Traffic Sign Recognition With Speed Control (UniTrain)
Attentive observation facilitates anticipatory driving. Today this applies as much to the vehicle as to the driver. Modern vehicles thus control their speed by recognizing traffic signs themselves by means of cameras. The UniTrain system lets you bring a camera to the student's workstation that records the area in front of the vehicle. The system includes different traffic signs as well as software for monitoring the data on the PC. The e-learning module guides the trainees through the detailed process of putting a traffic sign recognition system complete with speed control into operation. The learners investigate the process of integrating the camera into the system as a whole, get to know the limitations of the system and conduct various practical tasks. And, of course, the system also provides them with the necessary diagnostic skills.
Gesture Control and Capacitive Touchscreens (UniTrain)
Vehicle operation, too, has a major influence on how well we cope with the ddriving task. In their search for the simplest possible intuitive operating controls, car manufacturers are increasingly relying on alternative methods of entering commands. Instead of haptically actuated switches and control knobs, modern vehicles are increasingly equipped with on-board touchscreens and voice control systems. The latest trend is gesture control. These are systems that respond without having to touch anything. Thus, for example, the tailgate can be opened with a foot movement. For modern automotive mechatronics technicians, diagnostic skills are essential for such operating concepts. UniTrain allows trainees and students to learn how capacitive sensors work and what their differences are in terms of operation. Another important aspect is getting to know the integrated gesture control system through practical experiments. In numerous diagnostic assignments, the trainees develop a diagnostic strategy independently and isolate the malfunction.

> **Instructions to follow**
Could you write out, word for word, the stretch of the UniTrain course descriptions from "Attentive observation facilitates" through "necessary diagnostic skills."?

> **Record extracts**
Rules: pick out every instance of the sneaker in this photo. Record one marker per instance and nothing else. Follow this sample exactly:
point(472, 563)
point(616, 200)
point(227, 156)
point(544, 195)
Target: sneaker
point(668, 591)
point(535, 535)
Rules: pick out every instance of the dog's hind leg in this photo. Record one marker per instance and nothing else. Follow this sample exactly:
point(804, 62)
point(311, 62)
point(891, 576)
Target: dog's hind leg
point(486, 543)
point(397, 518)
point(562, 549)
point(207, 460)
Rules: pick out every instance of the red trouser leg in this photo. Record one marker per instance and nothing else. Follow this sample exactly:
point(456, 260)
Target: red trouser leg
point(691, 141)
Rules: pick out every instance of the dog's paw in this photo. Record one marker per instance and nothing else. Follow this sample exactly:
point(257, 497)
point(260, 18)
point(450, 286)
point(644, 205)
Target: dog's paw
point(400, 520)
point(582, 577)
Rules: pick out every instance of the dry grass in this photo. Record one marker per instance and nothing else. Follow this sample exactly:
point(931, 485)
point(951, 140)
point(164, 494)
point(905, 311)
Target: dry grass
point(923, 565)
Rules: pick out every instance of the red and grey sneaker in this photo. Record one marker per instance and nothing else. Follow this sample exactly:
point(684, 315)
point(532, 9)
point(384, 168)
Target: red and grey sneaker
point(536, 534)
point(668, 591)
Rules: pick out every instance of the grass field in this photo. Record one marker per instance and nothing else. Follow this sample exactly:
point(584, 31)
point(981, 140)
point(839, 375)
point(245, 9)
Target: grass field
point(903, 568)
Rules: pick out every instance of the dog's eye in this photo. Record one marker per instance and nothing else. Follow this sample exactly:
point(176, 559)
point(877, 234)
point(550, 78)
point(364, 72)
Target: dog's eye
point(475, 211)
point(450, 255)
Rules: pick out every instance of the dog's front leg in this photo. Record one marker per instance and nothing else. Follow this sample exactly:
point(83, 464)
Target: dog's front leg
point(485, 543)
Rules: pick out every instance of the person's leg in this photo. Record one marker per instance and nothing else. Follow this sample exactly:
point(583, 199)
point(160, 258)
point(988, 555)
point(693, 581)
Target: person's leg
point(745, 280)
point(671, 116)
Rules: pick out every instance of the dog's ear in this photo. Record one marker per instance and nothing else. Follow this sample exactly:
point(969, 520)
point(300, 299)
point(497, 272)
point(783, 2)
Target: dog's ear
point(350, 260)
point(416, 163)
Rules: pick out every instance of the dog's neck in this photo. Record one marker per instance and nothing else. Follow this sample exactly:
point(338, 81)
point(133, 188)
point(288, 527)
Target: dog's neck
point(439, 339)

> **Answer to the exercise**
Attentive observation facilitates anticipatory driving. Today this applies as much to the vehicle as to the driver. Modern vehicles thus control their speed by recognizing traffic signs themselves by means of cameras. The UniTrain system lets you bring a camera to the student's workstation that records the area in front of the vehicle. The system includes different traffic signs as well as software for monitoring the data on the PC. The e-learning module guides the trainees through the detailed process of putting a traffic sign recognition system complete with speed control into operation. The learners investigate the process of integrating the camera into the system as a whole, get to know the limitations of the system and conduct various practical tasks. And, of course, the system also provides them with the necessary diagnostic skills.